Por último, en lo referente a las relaciones internacionales el actual gobierno comenzó retirándose de UNASUR y nombrando en la OEA a un embajador carente de posturas progresistas y que lidera el tema de las sanciones regionales contra Venezuela. El reto de este país vecino es enorme y se agrava con el éxodo de más de un millón de venezolanos a Colombia. El gobierno de Duque sigue haciendo oídos sordos al uso de la vía diplomática que Venezuela antes proponía y ahora exige. Los demás problemas en relaciones internacionales tienen que ver con la gestión futura del interminable diferendo limítrofe con Nicaragua, de los acuerdos de libre comercio (aún no del todo claros) y a la urgente definición de una política integral con China sin alterar la buena relación histórica con EEUU.

■ ■ ■ ■ ■ ■ ■

- _Tareas y ejercicios_:
1: ¿Qué países nombra el fragmento sobre relaciones internacionales? Enuméralos todos.
2: Reproduce el texto del fragmento que empieza en "Por último, en" y termina en "histórica con EEUU.".

■ ■ ■ ■ ■ ■ ■

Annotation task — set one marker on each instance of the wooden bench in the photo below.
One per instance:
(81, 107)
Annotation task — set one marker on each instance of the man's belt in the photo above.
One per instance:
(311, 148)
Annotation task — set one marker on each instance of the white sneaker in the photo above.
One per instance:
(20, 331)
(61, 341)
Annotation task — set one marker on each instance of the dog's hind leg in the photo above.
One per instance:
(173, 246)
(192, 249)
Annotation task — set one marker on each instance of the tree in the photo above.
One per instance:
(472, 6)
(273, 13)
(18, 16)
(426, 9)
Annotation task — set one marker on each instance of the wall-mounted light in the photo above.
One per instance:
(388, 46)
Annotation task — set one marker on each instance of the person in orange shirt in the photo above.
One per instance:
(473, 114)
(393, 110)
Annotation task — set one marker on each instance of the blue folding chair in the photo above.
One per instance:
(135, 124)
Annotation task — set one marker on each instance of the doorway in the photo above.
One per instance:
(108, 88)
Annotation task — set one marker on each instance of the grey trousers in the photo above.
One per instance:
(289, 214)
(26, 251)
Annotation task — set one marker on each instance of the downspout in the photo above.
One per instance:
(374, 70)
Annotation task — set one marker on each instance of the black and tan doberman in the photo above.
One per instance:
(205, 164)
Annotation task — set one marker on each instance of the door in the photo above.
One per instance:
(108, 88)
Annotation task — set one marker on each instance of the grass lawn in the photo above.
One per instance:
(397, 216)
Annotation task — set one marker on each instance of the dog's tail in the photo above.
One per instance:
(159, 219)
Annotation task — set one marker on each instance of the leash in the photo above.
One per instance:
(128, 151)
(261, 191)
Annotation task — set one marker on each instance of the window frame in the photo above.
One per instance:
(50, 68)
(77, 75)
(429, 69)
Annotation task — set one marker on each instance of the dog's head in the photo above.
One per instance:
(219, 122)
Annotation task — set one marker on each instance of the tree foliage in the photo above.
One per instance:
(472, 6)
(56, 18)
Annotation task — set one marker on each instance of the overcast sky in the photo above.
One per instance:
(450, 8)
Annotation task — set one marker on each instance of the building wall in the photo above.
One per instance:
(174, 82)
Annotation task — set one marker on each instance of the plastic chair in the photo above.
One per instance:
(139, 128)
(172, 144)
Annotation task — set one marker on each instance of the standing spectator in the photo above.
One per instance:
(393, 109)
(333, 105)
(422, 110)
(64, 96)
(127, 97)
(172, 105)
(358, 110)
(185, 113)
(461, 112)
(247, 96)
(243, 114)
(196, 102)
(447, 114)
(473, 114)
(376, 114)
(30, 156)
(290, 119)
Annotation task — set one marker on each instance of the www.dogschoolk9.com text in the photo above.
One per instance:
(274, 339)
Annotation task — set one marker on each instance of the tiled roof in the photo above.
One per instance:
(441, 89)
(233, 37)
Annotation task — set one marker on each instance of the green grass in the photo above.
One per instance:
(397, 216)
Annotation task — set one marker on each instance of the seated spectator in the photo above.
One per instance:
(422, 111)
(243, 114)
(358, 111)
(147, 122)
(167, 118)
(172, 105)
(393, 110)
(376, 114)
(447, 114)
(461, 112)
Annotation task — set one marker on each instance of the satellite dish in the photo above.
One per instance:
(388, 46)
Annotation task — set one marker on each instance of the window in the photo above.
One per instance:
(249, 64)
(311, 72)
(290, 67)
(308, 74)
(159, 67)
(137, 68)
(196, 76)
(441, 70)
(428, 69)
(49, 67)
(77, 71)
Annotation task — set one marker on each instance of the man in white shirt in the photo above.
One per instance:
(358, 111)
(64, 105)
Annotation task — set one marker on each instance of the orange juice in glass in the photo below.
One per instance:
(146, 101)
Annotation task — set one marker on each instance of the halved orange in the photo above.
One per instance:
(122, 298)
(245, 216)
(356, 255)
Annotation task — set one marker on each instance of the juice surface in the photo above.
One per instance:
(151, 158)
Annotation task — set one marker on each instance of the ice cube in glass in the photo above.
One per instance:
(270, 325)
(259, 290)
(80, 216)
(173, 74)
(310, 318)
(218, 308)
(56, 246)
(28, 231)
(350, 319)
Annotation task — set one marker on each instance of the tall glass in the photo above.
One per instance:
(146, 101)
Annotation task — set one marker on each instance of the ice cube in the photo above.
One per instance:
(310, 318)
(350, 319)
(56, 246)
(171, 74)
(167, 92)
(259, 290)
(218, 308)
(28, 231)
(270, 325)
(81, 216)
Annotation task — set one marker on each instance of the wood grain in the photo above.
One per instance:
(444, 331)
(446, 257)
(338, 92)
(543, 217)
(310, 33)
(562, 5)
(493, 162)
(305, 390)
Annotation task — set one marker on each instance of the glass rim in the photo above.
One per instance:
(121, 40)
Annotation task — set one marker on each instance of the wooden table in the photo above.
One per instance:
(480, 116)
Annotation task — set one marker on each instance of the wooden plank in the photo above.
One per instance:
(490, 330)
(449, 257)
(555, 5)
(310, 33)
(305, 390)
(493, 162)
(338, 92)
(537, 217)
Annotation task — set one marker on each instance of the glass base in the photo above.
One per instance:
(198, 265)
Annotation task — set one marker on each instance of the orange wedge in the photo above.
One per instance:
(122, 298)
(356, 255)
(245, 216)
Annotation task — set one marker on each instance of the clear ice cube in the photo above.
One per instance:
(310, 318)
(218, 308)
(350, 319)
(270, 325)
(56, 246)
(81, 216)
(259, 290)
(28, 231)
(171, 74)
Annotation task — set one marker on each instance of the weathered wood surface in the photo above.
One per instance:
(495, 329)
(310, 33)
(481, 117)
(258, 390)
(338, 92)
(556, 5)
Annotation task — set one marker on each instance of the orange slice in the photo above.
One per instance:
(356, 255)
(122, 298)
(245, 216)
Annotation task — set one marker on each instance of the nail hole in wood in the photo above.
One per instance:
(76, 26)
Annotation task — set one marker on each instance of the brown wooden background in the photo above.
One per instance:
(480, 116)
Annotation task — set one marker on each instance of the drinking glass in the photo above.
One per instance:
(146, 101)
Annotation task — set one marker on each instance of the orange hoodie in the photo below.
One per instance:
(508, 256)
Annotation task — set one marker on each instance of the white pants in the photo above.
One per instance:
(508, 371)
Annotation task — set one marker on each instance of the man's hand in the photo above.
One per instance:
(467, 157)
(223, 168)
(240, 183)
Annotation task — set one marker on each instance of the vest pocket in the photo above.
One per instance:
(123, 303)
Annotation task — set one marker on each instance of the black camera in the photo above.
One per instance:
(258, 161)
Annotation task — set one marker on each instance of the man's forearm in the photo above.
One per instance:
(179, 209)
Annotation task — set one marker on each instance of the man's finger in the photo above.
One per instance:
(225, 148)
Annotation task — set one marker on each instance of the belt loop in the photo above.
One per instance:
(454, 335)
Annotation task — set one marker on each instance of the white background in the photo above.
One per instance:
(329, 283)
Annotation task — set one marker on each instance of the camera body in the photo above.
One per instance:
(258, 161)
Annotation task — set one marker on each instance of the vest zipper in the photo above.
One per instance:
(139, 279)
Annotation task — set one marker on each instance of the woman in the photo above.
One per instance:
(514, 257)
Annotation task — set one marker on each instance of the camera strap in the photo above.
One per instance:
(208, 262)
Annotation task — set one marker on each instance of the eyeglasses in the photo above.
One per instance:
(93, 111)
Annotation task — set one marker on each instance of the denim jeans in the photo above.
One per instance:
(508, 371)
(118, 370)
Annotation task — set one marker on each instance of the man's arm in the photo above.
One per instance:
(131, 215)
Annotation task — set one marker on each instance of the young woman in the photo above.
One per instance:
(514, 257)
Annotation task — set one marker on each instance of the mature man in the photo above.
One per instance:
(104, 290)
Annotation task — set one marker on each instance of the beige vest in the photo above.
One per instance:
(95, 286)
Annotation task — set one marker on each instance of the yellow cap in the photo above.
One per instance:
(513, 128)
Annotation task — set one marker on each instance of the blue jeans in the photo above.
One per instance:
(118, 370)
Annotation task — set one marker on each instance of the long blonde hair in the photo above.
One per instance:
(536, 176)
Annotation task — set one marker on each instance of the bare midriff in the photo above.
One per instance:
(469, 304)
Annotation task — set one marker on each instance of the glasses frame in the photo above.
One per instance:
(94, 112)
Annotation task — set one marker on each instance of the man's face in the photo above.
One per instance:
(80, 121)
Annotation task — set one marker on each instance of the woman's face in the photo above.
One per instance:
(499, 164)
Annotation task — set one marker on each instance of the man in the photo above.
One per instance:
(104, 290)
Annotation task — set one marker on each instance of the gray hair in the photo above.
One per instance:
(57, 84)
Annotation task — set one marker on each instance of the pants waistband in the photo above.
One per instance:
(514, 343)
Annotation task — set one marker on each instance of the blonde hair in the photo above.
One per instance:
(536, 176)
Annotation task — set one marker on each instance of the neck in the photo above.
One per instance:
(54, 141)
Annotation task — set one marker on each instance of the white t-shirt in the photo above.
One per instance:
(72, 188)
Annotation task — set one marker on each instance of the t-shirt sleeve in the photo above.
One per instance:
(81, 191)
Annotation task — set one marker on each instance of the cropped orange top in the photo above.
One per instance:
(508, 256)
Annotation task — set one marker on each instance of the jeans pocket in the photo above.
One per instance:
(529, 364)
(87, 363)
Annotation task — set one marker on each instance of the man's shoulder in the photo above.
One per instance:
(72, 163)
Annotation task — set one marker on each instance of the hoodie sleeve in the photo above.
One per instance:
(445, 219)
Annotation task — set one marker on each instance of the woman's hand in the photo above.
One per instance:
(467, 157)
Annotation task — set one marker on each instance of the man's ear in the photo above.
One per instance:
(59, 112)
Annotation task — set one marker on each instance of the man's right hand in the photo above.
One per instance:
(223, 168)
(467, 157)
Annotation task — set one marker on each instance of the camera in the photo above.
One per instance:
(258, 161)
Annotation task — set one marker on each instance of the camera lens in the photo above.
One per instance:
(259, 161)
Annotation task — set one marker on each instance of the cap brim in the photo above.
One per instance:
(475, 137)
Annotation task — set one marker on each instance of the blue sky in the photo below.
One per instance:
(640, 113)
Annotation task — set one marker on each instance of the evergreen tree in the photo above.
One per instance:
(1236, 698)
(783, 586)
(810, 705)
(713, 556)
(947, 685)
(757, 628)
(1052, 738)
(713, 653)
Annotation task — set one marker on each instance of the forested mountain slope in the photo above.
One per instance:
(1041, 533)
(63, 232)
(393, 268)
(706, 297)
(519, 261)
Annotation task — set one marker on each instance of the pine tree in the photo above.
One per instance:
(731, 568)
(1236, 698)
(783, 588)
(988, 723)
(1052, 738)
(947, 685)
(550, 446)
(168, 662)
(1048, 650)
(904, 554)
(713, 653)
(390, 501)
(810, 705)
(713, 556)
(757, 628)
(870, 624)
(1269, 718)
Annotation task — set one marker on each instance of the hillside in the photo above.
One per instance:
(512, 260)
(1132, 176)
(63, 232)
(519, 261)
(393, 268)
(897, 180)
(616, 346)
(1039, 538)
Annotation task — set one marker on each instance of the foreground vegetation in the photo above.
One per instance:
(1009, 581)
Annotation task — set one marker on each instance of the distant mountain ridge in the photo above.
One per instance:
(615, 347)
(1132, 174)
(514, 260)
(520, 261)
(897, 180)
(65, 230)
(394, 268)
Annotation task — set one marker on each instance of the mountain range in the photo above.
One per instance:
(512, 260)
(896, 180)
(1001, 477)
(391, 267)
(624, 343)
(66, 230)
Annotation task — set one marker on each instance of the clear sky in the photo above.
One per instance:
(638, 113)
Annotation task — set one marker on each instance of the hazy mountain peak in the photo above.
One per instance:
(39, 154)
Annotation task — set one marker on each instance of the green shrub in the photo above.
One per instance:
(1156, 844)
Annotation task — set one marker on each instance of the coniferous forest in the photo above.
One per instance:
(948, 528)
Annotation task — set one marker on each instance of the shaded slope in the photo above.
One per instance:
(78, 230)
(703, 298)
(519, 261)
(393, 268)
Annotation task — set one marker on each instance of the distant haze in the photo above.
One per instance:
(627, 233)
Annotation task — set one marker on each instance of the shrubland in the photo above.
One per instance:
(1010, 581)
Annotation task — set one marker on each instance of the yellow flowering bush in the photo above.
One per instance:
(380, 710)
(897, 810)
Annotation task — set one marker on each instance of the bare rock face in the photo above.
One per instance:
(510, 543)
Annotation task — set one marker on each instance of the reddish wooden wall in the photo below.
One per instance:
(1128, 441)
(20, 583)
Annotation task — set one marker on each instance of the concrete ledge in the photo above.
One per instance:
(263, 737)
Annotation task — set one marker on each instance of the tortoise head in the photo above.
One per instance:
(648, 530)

■ ■ ■ ■ ■ ■ ■

- _Tus respuestas_:
1: Venezuela, Colombia, Nicaragua, China y EEUU.

2:
Por último, en lo referente a las relaciones internacionales el actual gobierno comenzó retirándose de UNASUR y nombrando en la OEA a un embajador carente de posturas progresistas y que lidera el tema de las sanciones regionales contra Venezuela. El reto de este país vecino es enorme y se agrava con el éxodo de más de un millón de venezolanos a Colombia. El gobierno de Duque sigue haciendo oídos sordos al uso de la vía diplomática que Venezuela antes proponía y ahora exige. Los demás problemas en relaciones internacionales tienen que ver con la gestión futura del interminable diferendo limítrofe con Nicaragua, de los acuerdos de libre comercio (aún no del todo claros) y a la urgente definición de una política integral con China sin alterar la buena relación histórica con EEUU.